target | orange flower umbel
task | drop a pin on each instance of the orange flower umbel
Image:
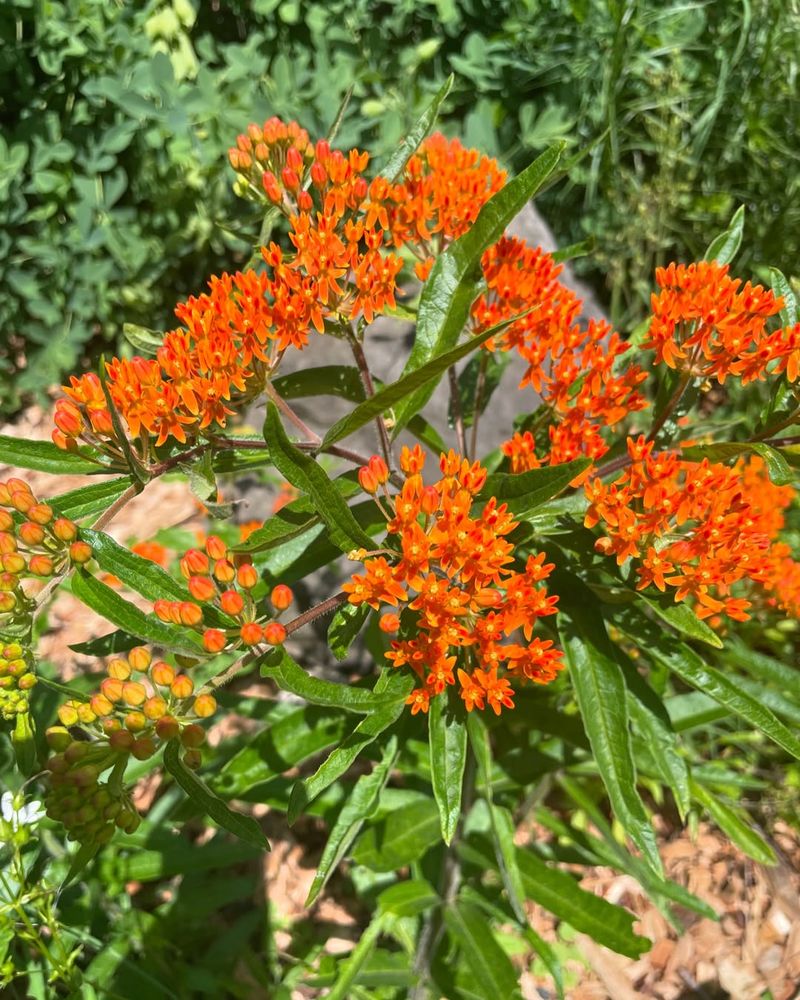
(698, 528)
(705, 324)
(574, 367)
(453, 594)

* * *

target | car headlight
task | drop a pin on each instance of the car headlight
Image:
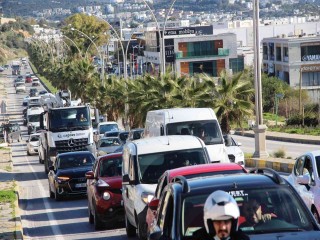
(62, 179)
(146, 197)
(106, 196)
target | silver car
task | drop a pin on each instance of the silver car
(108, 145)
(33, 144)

Instructions to follow
List each line of the listing above that contains the string "headlight".

Exercise answer
target | car headlight
task | drop a pin on each instance of the car headlight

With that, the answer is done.